• [About this exercise]
A word-for-word transcript of the closing lines is required: from the one with "For every instance of the patterned" through the final line of the data.

[Dataset excerpts Boundary: Start]

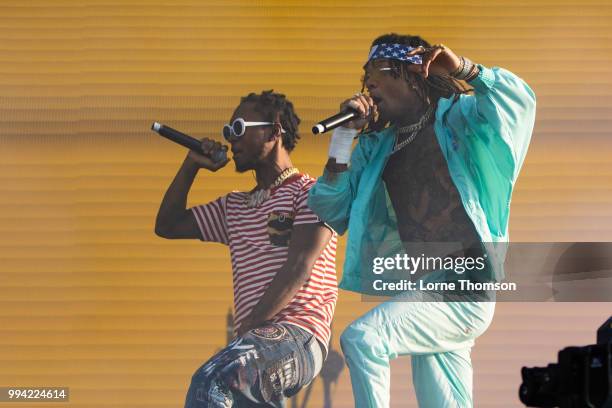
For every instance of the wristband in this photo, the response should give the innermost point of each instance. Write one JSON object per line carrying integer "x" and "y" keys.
{"x": 341, "y": 143}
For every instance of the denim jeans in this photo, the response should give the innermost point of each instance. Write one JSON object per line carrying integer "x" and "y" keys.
{"x": 258, "y": 369}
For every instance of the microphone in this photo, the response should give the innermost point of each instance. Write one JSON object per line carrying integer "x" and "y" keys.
{"x": 218, "y": 156}
{"x": 332, "y": 122}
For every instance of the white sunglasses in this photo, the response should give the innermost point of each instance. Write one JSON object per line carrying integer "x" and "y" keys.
{"x": 238, "y": 128}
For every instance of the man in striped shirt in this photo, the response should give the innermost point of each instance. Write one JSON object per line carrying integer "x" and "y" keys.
{"x": 283, "y": 260}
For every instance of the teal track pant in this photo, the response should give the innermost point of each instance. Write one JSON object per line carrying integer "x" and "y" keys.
{"x": 437, "y": 335}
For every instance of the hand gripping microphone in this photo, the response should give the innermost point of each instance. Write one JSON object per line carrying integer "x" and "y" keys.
{"x": 332, "y": 122}
{"x": 217, "y": 156}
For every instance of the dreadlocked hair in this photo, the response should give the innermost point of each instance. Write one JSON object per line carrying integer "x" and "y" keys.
{"x": 269, "y": 104}
{"x": 429, "y": 89}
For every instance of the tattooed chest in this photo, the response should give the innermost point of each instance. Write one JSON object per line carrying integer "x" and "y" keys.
{"x": 425, "y": 200}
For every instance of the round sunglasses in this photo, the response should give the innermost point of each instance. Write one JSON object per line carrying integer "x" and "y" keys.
{"x": 238, "y": 128}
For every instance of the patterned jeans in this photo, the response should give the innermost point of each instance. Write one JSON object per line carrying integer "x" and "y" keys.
{"x": 258, "y": 369}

[Dataset excerpts Boundary: End]

• [Output of the exercise]
For every instance of the patterned jeans in this photo, the response should give the innermost point of each instance. Write one JSON object per line carrying integer "x" and "y" keys.
{"x": 258, "y": 369}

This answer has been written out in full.